_Dataset items_
--
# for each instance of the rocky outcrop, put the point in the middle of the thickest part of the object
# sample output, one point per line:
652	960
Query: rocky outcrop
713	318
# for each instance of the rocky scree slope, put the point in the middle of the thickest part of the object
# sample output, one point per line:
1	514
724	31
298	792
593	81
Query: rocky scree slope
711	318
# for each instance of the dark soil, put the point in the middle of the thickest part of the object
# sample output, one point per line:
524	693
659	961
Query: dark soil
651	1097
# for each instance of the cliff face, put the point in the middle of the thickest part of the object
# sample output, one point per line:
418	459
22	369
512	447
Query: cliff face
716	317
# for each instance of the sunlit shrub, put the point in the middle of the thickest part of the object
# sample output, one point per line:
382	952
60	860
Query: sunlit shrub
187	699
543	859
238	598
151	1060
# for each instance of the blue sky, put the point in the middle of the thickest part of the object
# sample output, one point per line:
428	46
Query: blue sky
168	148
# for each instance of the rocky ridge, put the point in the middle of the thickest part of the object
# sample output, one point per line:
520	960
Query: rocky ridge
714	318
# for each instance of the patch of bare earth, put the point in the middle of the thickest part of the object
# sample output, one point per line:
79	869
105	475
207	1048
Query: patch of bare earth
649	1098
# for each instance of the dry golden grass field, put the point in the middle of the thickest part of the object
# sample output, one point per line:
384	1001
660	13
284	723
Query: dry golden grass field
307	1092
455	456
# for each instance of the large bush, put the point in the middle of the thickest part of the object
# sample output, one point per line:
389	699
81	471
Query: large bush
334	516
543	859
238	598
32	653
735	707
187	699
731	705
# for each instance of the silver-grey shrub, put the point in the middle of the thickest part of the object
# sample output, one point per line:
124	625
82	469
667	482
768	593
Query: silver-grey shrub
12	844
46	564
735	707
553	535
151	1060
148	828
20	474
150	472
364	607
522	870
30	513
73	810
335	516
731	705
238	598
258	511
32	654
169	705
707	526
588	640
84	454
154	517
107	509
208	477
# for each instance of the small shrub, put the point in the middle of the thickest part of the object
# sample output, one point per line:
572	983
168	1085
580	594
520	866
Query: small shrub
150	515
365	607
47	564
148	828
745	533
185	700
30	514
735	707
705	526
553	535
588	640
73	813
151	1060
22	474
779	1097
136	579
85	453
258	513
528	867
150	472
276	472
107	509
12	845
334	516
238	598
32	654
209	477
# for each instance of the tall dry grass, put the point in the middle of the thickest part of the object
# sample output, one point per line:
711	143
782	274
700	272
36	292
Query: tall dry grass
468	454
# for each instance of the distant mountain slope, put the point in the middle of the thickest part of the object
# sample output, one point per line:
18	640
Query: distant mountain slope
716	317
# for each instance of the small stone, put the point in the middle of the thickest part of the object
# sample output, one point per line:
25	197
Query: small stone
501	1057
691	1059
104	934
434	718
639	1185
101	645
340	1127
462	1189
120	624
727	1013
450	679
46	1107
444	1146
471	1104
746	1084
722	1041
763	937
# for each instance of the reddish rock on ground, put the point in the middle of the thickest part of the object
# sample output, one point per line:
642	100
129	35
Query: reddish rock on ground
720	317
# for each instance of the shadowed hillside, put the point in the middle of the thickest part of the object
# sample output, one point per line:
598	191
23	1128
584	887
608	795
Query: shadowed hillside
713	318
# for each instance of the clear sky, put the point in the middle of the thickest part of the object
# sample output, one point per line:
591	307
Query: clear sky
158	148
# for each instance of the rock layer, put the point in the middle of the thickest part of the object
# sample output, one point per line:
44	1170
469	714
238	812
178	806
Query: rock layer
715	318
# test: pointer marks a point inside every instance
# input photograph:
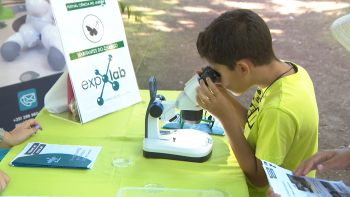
--
_Exercise prompt_
Begin at the line that has "# for each instance of the rocky scree" in the entries above; stop after the line that has "# for each instance of the cliff". Transcribe exactly those lines and no others.

_Completed task_
# for each instance of the rocky scree slope, put the point in the middle of the thickest part of the object
# sample output, one point per line:
1	514
724	31
298	792
593	81
Query: rocky scree slope
711	318
# for each instance of the dark soil, put the point in the middle of the thickest part of the object
# sample output, one point per line:
524	693
659	961
Query: dark soil
651	1097
# for each instance of the cliff face, put the point in the middle of the thickest part of the object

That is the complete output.